**EXCERPTED DATA:**

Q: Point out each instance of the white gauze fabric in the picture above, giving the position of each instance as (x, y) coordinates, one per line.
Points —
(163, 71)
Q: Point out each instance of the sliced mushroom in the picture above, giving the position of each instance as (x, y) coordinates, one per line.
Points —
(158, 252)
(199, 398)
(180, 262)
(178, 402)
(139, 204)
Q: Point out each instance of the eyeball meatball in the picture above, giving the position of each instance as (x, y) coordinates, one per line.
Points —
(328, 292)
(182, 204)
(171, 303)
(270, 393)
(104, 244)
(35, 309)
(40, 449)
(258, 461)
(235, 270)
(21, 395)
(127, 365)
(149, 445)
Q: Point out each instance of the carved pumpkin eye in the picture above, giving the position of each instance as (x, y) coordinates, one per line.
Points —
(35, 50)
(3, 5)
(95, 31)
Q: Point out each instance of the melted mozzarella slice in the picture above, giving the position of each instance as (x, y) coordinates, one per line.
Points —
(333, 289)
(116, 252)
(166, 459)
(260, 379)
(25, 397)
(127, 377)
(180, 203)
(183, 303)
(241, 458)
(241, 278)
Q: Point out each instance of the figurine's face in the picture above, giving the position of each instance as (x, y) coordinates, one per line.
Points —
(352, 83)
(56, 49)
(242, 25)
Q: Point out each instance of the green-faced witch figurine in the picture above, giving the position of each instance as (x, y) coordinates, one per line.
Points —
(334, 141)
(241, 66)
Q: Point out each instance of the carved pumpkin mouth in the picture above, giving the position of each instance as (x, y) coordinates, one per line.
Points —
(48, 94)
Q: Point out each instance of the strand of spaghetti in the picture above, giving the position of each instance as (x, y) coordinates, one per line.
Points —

**INSTRUCTIONS FOR THE TASK:** The data should be transcribed exactly, line for line.

**SOLUTION:**
Q: Point out each instance of the white gauze fabric in the picture above, giving the position of each instance as (x, y) coordinates, one per line.
Points —
(163, 71)
Q: Point out each instance of the sliced mushroom in the picture above, giving the position of each instance as (x, y) coordinates, one per line.
Points —
(158, 252)
(199, 398)
(180, 262)
(178, 402)
(139, 204)
Q: Point out each instance of the eyeball meatball in the picture above, giving the position of each instance as (x, y) coordinates, one per line.
Points —
(328, 292)
(182, 204)
(171, 303)
(270, 393)
(104, 244)
(35, 309)
(40, 449)
(258, 461)
(235, 270)
(21, 395)
(127, 365)
(149, 445)
Q: Point out each instance of the carved pumpkin eye in the picture above, giving the position of each instance as (x, y) coordinates, one per line.
Points —
(35, 50)
(3, 5)
(95, 31)
Q: Point out each instance of the melted mozzarella slice in the picture above, giving the position of each instance as (x, y) coordinates, one per line.
Points —
(333, 289)
(116, 252)
(166, 459)
(260, 379)
(25, 397)
(127, 377)
(180, 203)
(183, 303)
(241, 458)
(241, 278)
Q: Point out each instance of the figurine's face in the picture above, giving the position of each instance as (x, y) coordinates, one per line.
Points —
(352, 83)
(56, 49)
(242, 25)
Q: Point out each instance of the green-faced witch figurine in the picture above, giving the position of each instance as (x, y) coordinates, one per line.
Points —
(334, 141)
(241, 66)
Q: Point out each instance of the carved pumpkin mouth in the picture above, giving the position of each instance as (x, y) coordinates, one per line.
Points —
(48, 94)
Q: Point out each instance of the strand of spaghetti in the picture above, giving the position of each instance as (x, y) coordinates, one per line.
Points —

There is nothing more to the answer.